- **Work task**
Beneath this line sits some data. Return only its lines from the one holding "Target: narrow grass-like leaf" through the one holding "teal top in", inclusive, exactly, with the images removed.

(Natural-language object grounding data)

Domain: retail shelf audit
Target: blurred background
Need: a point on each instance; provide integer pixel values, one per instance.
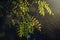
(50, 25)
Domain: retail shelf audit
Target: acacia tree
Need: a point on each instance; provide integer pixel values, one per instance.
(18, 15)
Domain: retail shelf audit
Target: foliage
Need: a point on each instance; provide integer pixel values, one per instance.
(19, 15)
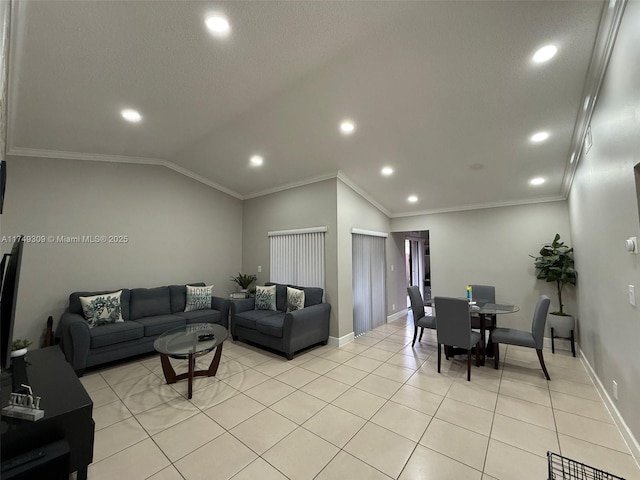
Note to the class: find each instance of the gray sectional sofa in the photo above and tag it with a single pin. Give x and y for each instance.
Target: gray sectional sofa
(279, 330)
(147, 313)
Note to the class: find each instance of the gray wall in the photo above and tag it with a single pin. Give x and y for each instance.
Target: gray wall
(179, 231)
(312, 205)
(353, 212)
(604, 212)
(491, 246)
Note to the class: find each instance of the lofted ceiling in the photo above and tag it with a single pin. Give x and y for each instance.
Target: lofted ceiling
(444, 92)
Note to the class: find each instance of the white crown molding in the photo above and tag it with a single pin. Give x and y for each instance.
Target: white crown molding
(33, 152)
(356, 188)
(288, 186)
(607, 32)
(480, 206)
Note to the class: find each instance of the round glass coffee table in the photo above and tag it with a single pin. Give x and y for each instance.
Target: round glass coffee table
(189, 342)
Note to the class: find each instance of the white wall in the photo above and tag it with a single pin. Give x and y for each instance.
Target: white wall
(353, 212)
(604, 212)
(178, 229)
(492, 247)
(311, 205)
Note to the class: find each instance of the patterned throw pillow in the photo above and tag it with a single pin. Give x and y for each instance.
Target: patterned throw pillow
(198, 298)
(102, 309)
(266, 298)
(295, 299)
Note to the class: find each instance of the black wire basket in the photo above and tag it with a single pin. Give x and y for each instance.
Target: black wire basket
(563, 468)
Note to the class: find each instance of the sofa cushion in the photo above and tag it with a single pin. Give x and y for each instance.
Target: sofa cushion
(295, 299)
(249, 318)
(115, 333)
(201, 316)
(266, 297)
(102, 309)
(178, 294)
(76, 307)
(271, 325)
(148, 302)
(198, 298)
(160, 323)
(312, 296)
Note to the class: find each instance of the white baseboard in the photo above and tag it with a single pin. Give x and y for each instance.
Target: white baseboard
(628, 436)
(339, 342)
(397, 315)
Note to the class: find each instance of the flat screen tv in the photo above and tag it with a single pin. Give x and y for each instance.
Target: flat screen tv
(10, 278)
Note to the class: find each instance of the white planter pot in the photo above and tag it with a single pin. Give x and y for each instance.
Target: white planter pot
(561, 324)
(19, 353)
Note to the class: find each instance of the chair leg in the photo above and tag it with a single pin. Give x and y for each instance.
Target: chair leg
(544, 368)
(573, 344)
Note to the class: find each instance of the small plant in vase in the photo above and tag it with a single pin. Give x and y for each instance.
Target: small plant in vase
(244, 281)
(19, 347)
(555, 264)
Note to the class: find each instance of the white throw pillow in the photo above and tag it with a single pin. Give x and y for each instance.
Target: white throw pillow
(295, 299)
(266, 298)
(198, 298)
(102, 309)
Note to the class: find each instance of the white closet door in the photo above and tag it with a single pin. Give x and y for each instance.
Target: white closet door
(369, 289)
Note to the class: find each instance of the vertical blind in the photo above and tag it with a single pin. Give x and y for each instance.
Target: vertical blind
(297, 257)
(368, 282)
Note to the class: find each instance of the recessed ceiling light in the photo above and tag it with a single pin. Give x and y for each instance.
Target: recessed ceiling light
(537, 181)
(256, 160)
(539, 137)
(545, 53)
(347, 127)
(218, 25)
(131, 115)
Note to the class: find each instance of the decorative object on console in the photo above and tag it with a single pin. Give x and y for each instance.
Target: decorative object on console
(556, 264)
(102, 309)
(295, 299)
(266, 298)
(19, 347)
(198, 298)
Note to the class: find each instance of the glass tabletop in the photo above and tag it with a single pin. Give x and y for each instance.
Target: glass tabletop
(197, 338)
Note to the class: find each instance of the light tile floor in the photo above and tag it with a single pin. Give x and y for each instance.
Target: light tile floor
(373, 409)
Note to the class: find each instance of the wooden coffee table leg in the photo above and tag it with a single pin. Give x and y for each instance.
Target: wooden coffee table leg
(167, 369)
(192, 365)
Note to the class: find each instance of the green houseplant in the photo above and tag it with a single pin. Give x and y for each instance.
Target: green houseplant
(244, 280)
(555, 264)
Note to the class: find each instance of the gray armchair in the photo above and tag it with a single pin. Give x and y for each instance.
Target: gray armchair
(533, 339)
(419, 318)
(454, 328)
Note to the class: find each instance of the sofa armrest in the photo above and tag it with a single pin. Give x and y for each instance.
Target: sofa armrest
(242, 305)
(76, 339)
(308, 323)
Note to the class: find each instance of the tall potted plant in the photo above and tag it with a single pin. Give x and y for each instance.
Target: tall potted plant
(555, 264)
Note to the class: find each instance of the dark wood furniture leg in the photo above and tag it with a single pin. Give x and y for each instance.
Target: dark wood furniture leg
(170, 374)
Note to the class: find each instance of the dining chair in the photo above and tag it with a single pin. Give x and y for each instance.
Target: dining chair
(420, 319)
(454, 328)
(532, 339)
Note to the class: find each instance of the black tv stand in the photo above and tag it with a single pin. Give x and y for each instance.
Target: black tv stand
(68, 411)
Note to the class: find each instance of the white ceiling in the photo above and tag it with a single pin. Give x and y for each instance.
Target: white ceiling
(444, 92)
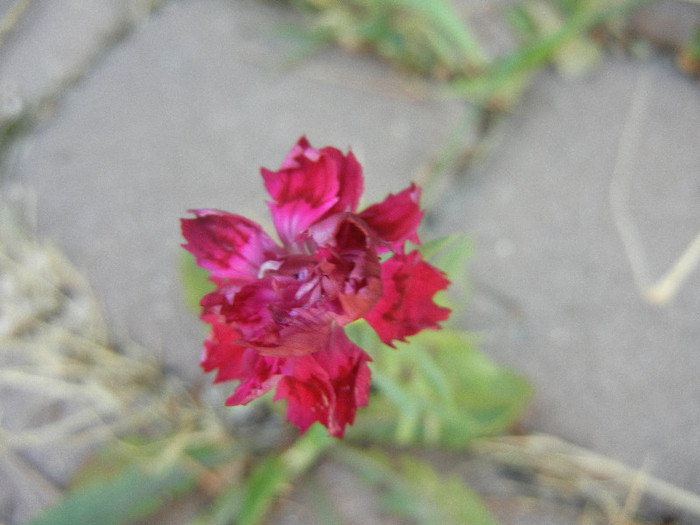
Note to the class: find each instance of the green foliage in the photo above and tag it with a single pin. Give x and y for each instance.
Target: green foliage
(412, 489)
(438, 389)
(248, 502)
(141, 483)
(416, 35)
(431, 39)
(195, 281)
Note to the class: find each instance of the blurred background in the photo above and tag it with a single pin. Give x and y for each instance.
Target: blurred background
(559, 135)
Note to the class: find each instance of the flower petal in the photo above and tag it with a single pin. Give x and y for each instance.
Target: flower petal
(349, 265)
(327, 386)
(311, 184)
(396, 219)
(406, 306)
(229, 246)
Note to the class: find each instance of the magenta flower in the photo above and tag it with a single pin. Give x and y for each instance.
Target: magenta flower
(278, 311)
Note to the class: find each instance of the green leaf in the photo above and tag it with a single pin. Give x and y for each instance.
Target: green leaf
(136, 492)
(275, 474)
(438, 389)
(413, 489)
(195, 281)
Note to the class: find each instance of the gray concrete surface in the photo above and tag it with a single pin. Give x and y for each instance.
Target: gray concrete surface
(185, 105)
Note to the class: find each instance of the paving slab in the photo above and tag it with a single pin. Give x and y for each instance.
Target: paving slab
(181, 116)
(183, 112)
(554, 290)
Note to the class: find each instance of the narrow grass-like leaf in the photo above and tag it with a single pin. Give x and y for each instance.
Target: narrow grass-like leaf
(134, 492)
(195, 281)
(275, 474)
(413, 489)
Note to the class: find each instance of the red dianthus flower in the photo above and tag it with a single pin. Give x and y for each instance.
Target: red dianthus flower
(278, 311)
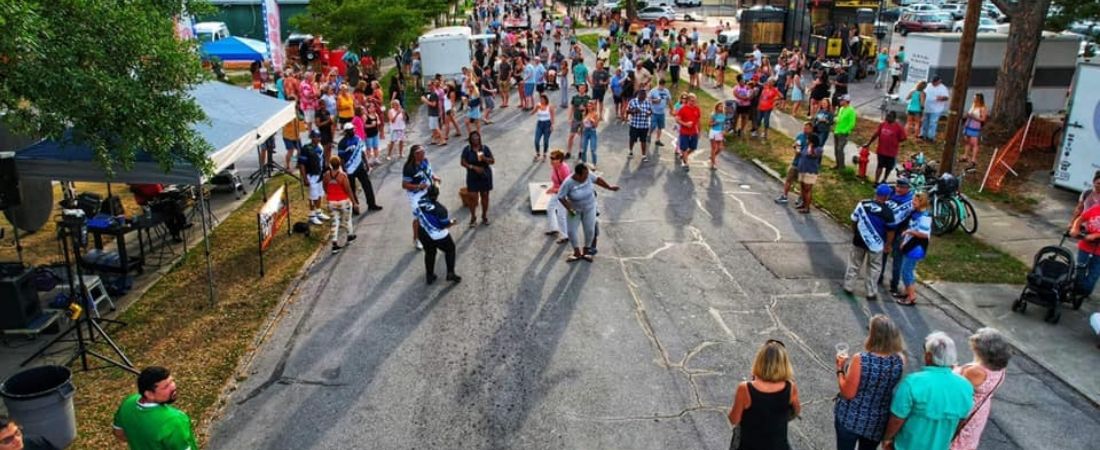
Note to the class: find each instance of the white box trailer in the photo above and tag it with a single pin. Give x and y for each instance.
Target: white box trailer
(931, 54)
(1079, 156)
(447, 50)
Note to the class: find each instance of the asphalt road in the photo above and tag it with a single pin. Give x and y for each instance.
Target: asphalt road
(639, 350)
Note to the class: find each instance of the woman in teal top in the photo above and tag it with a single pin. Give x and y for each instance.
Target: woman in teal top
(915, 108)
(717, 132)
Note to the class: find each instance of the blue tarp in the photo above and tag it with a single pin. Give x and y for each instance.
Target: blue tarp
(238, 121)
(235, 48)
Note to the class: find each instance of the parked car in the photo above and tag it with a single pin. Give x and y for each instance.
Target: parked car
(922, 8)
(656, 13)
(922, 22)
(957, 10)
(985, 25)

* * *

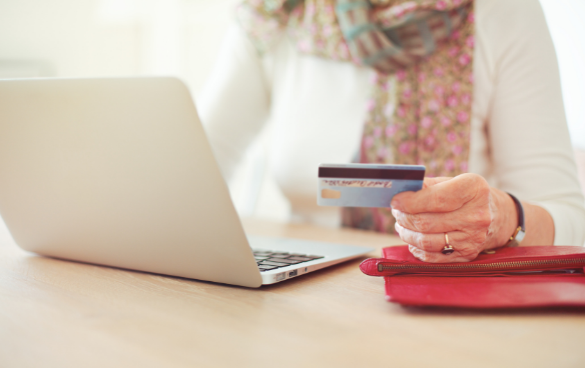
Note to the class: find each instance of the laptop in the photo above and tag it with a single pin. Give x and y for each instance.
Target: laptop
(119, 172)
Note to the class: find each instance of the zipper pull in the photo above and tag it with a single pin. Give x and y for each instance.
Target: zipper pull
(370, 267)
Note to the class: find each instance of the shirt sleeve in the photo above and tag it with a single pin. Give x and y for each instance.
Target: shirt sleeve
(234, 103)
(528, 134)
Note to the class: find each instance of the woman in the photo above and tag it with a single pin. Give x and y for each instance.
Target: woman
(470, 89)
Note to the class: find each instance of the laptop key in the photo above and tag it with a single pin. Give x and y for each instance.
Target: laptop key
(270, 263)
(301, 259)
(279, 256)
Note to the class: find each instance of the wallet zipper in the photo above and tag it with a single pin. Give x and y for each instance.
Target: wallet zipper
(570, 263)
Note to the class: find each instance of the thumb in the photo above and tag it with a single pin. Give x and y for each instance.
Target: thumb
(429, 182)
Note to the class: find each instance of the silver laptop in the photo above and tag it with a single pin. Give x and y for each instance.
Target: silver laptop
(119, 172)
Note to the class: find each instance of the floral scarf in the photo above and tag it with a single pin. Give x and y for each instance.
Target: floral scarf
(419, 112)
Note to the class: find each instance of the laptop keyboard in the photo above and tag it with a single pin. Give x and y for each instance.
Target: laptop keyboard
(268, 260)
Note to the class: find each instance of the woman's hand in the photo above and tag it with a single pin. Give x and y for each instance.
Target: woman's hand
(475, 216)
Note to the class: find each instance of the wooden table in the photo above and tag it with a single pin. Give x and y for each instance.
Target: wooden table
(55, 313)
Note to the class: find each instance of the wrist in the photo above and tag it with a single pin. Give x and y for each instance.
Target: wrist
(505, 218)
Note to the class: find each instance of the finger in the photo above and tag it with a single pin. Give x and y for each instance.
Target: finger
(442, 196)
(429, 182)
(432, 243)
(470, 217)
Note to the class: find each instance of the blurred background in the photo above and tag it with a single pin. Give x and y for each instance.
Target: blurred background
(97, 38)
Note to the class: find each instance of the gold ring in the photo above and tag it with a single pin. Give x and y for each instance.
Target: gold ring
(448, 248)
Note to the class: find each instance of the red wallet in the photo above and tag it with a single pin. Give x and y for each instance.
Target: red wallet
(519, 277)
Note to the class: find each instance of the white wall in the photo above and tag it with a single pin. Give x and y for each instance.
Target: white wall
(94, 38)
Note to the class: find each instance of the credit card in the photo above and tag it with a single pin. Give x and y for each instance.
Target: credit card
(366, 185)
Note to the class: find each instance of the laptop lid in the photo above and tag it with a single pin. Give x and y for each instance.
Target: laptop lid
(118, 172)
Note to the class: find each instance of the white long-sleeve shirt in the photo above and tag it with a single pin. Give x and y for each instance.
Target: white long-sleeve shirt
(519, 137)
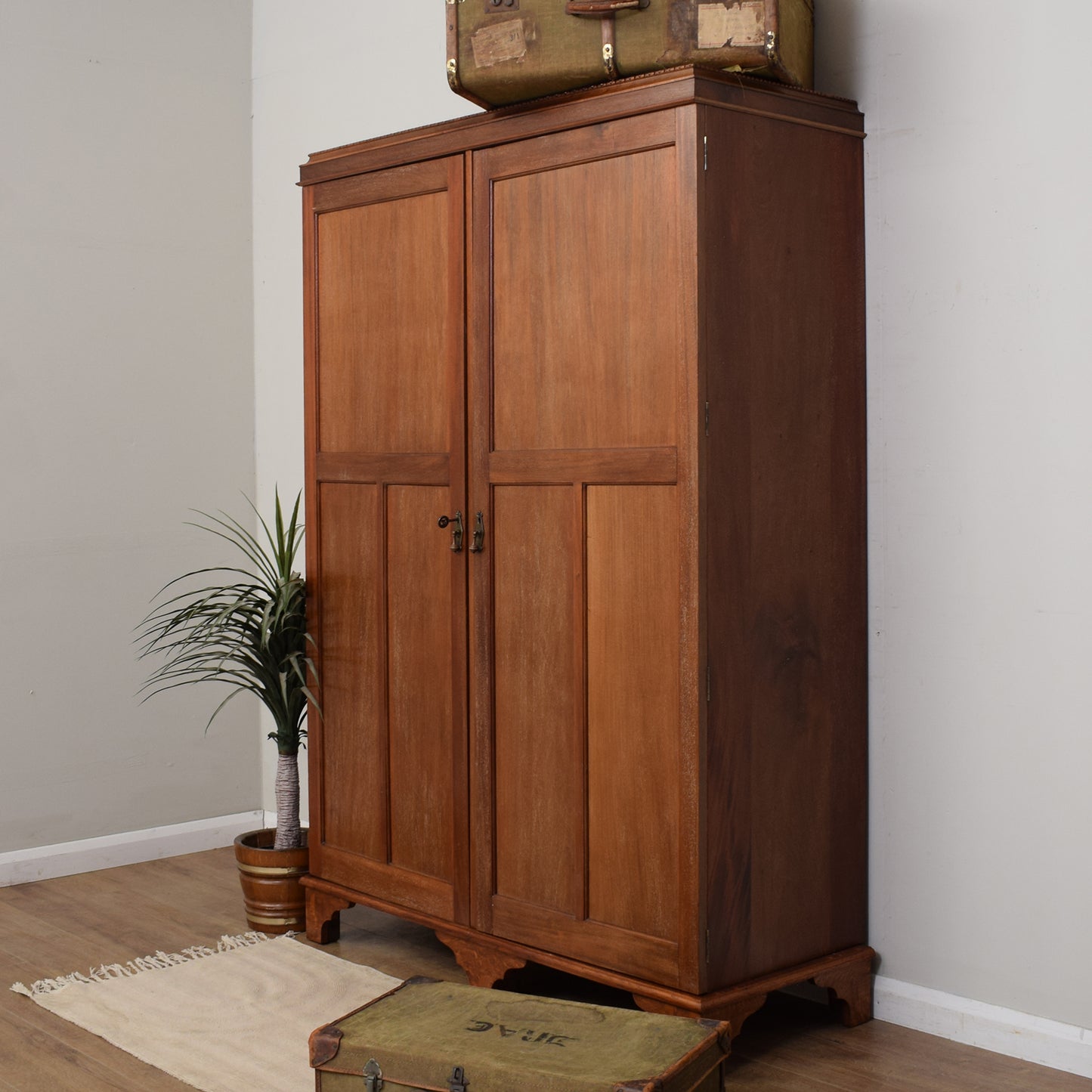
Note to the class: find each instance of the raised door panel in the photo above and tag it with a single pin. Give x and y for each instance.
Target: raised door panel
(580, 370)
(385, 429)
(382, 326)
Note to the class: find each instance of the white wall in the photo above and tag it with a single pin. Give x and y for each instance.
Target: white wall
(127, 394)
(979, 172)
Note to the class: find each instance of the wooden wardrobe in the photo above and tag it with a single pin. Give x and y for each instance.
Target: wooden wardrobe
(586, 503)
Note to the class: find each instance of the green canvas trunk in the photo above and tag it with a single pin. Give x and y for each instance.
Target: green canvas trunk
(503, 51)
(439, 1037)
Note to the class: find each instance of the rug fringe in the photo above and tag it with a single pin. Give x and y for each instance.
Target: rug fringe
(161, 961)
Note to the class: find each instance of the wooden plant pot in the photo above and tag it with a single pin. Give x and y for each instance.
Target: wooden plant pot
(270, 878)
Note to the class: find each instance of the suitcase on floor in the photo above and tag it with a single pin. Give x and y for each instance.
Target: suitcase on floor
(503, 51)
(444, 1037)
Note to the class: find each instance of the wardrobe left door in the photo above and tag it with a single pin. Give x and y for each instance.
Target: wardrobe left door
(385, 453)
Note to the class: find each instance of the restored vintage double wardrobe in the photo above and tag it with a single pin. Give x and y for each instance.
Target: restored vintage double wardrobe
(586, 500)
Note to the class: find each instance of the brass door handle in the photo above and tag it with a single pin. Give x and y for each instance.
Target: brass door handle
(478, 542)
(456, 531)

...

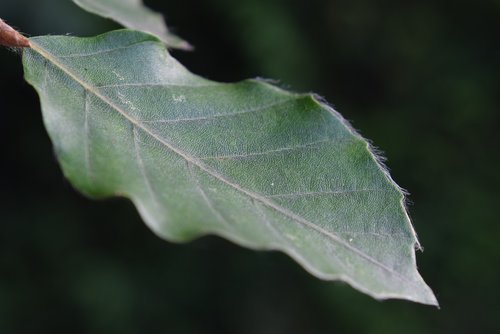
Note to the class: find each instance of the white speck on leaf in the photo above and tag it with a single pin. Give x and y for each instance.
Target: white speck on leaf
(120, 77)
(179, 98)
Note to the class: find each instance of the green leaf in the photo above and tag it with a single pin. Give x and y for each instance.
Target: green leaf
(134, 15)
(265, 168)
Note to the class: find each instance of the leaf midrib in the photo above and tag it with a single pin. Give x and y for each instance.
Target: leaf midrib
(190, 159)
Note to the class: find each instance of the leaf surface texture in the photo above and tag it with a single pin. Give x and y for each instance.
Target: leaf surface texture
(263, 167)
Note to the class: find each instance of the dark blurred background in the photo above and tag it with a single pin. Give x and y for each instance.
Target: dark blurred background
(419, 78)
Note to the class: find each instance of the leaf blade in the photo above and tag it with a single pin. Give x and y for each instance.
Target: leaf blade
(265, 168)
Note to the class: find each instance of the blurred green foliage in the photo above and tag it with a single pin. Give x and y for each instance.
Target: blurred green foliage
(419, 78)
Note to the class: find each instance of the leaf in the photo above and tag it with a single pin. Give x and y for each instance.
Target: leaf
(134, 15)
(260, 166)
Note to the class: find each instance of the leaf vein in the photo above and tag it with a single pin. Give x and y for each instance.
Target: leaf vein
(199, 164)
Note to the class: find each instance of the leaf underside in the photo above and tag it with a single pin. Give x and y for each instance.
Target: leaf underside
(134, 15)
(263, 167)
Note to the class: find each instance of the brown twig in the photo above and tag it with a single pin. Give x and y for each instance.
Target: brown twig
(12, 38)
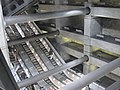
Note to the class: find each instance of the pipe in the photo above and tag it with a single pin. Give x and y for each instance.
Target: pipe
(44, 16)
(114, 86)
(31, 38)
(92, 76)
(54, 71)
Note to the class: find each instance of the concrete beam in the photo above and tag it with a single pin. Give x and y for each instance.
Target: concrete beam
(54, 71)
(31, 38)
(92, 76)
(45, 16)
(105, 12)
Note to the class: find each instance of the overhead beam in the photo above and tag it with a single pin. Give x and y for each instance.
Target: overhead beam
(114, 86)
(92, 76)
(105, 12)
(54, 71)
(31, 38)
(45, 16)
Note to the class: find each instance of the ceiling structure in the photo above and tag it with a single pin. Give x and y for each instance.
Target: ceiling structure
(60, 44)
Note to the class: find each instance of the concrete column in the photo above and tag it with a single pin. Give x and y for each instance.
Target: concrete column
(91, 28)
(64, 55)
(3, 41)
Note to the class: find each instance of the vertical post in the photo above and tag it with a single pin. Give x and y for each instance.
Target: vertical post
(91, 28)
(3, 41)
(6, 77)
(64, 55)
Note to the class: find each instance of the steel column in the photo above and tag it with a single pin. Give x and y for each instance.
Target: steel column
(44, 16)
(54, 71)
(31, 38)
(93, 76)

- **Response to this exercise**
Target: narrow grass-like leaf
(134, 492)
(195, 281)
(275, 474)
(413, 489)
Note to the class: find each instance of the red dianthus flower in the photo above and tag it with a single pin. Give x and y for each instance.
Target: red dianthus flower
(278, 311)
Note to the class: find each instance of the white box trailer in the photo above and tag it with a single pin. Give x and y for each instance.
Target: white box trailer
(931, 54)
(1079, 156)
(447, 50)
Note to the class: find each instance of the asphalt road in the photo above and tag it with a single pin. Give x and y for each instance.
Target: asphalt road
(639, 350)
Note to the class: find each instance of the woman in teal top in the photo above and tag it with a single pin. Give x and y for each instance.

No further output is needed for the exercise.